— start PASSAGE —

- Court: Court of Appeal, Hong Kong
- Full case name: Milagros Tecson Comilang and Zahrah Noor Ahmed v. Commissioner of Registration, Registration of Persons Tribunal, and Director of Immigration
- Decided: 2 May 2013
- Transcript: text

Case history
- Prior action: HCAL 28/2011

= Comilang v Commissioner of Registration =

Legal case in Hong Kong law

Comilang v. Commissioner of Registration was a 2011–2013 case against the Hong Kong Immigration Department by a former foreign domestic helper (Milagros Tecson Comilang) who is the sole custodial parent of a child (Zahrah Noor Ahmed) who has permanent residence status in Hong Kong. Comilang sought to challenge her own removal from Hong Kong on, inter alia, the grounds that it would effectively force Ahmed to leave Hong Kong and thus deprive her of all of the benefits she should enjoy as a Hong Kong permanent resident. The ruling against the applicants in the Court of First Instance had wider legal significance, as it established that neither the International Covenant on Economic, Social and Cultural Rights nor the Convention on the Rights of the Child are incorporated in Hong Kong law.

The applicants won a minor victory in May 2013 when the Court of Appeal quashed the decision of the Immigration Department denying a visa to Comilang on procedural grounds and ordered fresh consideration of her application for stay; however, this is not likely to result in Comilang's being granted a residence visa, and thus further legal challenges are expected.

==Background==
The first applicant, Milagros Tecson Comilang, is a native of the Philippines. She came to Hong Kong in 1997 to work as a foreign domestic helper, and continued in that line of work until 13 July 2005. After leaving employment as an FDH, she married Shaker Ahmed, a Pakistani national and Hong Kong permanent resident. Her husband then sponsored her to apply for a dependent visa. In 2006, while her application remained pending, her daughter Zahrah Noor Ahmed (the second applicant) was born. However, the marriage broke down when she discovered that her husband Shaker Ahmed was already married, and Ahmed withdrew his sponsorship of her application.

The Family Court awarded Comilang custody of her daughter; however, the Immigration Department ordered Comilang to depart from Hong Kong. In 2007, Comilang requested leave to seek judicial review against the Immigration Department's order, but Judge Michael Hartmann of the Court of First Instance denied leave. Comilang later applied to the Commissioner of Registration for issuance of an identity card, as well as for permission from the Director of Immigration to extend her stay in Hong Kong, but was refused both times. She appealed to the Registration of Persons Tribunal, which ruled against her in June 2010.

==Court of First Instance==
Comilang was successful in obtaining leave to seek judicial review against the tribunal's decision. She received Legal Aid and was represented by Daly & Associates, which instructed barrister Gladys Li. Justice Johnson Lam of the Court of First Instance ruled against Comilang in June 2012. One complex legal question partially addressed by Lam's judgment was whether or not the International Covenant on Economic, Social and Cultural Rights is incorporated in Hong Kong law, and to what extent it imposes obligations on the Hong Kong government. In prior cases, most Hong Kong judges had declined to rule on this issue at all; they addressed only the simpler legal question of whether or not a claimant's rights under the ICESCR had been violated, and having found in all such cases that no violation had occurred, they were able to avoid the need to examine the question of incorporation. However, Lam observed (at para. 54):

Even though the ICCPR and ICESCR are given constitutionally [sic] backing in Article 39 of the Basic Law, it is also provided in the same article that these international conventions shall be implemented through the laws of Hong Kong. In other words, they do not by themselves have the force of law. In determining the constitutional obligation on the part of Hong Kong under Article 39 to implement these conventions, one must have regard to the intent of the drafters of the Basic Law.

— end PASSAGE —

* **WRITTEN EXERCISE 1**: Lay out the records between the line holding "Task: tag every instance of the dry" and the end of the records, inclusive, as a two-column CSV with the columns instruction and response. Give one row per record, putting its text and its answer each in a single quoted field with line breaks replaced by spaces.

— start INPUT FOR THIS TASK —

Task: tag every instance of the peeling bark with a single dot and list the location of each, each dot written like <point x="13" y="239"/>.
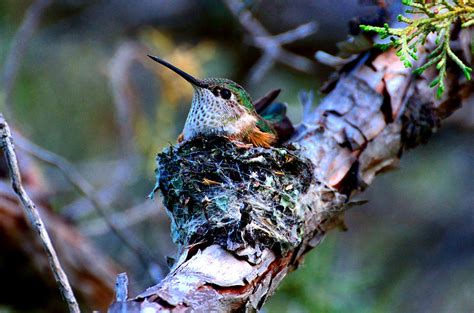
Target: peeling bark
<point x="373" y="114"/>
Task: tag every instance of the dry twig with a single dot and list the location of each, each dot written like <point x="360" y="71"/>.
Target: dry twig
<point x="88" y="191"/>
<point x="271" y="46"/>
<point x="373" y="113"/>
<point x="34" y="217"/>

— end INPUT FOR THIS TASK —

* **WRITTEN EXERCISE 2**: Transcribe the Comilang case summary between "Comilang v. Commissioner" and "Hong Kong law.", inclusive.

* **EXERCISE OUTPUT 1**:
instruction,response
"Task: tag every instance of the dry twig with a single dot and list the location of each, each dot written like <point x=""360"" y=""71""/>. Target: dry twig","<point x=""88"" y=""191""/> <point x=""271"" y=""46""/> <point x=""373"" y=""113""/> <point x=""34"" y=""217""/>"

* **EXERCISE OUTPUT 2**:
Comilang v. Commissioner of Registration was a 2011–2013 case against the Hong Kong Immigration Department by a former foreign domestic helper (Milagros Tecson Comilang) who is the sole custodial parent of a child (Zahrah Noor Ahmed) who has permanent residence status in Hong Kong. Comilang sought to challenge her own removal from Hong Kong on, inter alia, the grounds that it would effectively force Ahmed to leave Hong Kong and thus deprive her of all of the benefits she should enjoy as a Hong Kong permanent resident. The ruling against the applicants in the Court of First Instance had wider legal significance, as it established that neither the International Covenant on Economic, Social and Cultural Rights nor the Convention on the Rights of the Child are incorporated in Hong Kong law.